Surprise électorale, débâcle des partis traditionnels, « nuit des longs couteaux » au sein de la droite, début de la fin pour les héritiers de Pinochet, énorme défaite du président Sebastián Piñera — qui l’a reconnue lui-même —, victoire du mouvement populaire... Depuis hier soir, la presse chilienne multiplie les superlatifs pour cerner le séisme politique qui vient de secouer la cordillère des Andes, du désert d’Atacama jusqu’aux terres froides de la région de Magellan. Les Chiliens étaient appelés aux urnes samedi 15 et dimanche 16 mai pour quatre scrutins simultanés : maires, conseillers municipaux et gouverneurs régionaux devaient être renouvelés et une convention constitutionnelle élue afin de rédiger une nouvelle constitution de la République.
Personne, surtout pas les instituts de sondages, n’avait anticipé un tel bouleversement, même si l’isolement de l’exécutif était patent et le rejet de la « caste » politique massif depuis des années. Malgré la puissance de la révolte populaire d’octobre 2019 et son impact sur l’ensemble du paysage institutionnel, on pouvait être assez circonspect quant aux transformations provoquées par cette séquence électorale. (...)
les résultats électoraux d’hier changent profondément la donne. Tout d’abord, en ce qui concerne la constituante : la coalition de droite a du ravaler sa morgue. Ses dirigeants semblaient sûrs de réussir au moins à remporter un petit tiers des sièges (soient 52 sur 155), lui assurant ainsi une minorité de blocage et un droit de veto sur tous les articles de la future Constitution : c’est raté. Avec un peu plus de 23 % des voix, « Chile Vamos » devra se contenter de 37 sièges. C’est aussi un châtiment et une humiliation pour le président en exercice, M. Piñera, responsable de la crise que vit son pays depuis des mois.
Autre surprise, les rapports de force au sein de l’opposition de gauche se trouvent largement inversés. La liste qui regroupait le Parti communiste et le Front large (Frente amplio, nouvelle gauche issue des mouvements des années 2010) réussit son pari avec 28 élus constituants (18 % des suffrages exprimés). À l’inverse, les partis sociaux-libéraux de l’ancienne Concertation, qui ont gouverné de 1990 à 2010 sans remettre en cause l’héritage économique de la dictature, n’obtiennent que 25 sièges (dont 15 pour le Parti socialiste et seulement 2 pour la Démocratie-chrétienne).

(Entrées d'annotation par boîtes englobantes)
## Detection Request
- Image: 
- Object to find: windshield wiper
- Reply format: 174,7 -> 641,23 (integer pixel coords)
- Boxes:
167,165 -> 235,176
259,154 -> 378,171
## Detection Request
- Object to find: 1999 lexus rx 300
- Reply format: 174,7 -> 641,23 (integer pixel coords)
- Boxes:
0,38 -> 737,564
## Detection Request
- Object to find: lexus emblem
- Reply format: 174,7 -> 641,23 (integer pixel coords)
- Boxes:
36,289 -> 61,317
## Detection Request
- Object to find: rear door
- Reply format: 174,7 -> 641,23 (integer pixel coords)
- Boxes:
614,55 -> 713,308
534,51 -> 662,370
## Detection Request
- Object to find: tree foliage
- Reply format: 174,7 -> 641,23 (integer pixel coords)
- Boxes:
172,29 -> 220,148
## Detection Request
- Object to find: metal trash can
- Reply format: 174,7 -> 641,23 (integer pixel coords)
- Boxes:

Tâches à réaliser:
**A.** D'après le texte sur les élections chiliennes, combien de sièges la coalition « Chile Vamos » obtient-elle à la convention constitutionnelle ?
**B.** Poursuivez le texte sur les élections chiliennes à partir de sa dernière phrase.
Les lignes n'ont aucun lien avec le texte sur les élections chiliennes.

Résultats par tâche:
**A.** 37 sièges.

**B.**
Gauche et centre-gauche ne représenteront cependant qu’un tiers de l’assemblée. La véritable surprise vient surtout de l’ampleur du vote en faveur des « indépendants » qui raflent au total 48 sièges, marquant définitivement le rejet, massif, des partis politiques. Il s’agit d’un ensemble de candidatures très hétérogènes, incluant des complotistes et conservateurs notoires. Mais une majorité critique l’héritage autoritaire et néolibéral des dernières décennies. C’est particulièrement le cas des candidats de la « liste du peuple », qui regroupait des représentants des mouvements sociaux et de la société civile organisée, et qui avec 24 sièges fait entrer au sein de la constituante des figures de la révolte d’octobre, comme la « tante Pikachu » ou encore plusieurs dirigeantes du mouvement féministe, dont Mme Alondra Carillo. D’ailleurs, dans cette élection les femmes ont eu de bien meilleurs résultats que les hommes, certaines d’entre elles devant même renoncer à leur siège au nom du respect de la parité au sein de la convention constitutionnelle... (...)
La colère s’est aussi exprimée dans les urnes avec les élections municipales et celles des gouverneurs régionaux, dont il faudra analyser plus en détails les résultats. (...)
Alors que la convention constitutionnelle doit siéger durant 9 mois à 12 mois, les élections présidentielles de novembre prochain viendront à nouveau poser cette question : quel Chili s’agit-il de construire pour tourner la page de la dictature ?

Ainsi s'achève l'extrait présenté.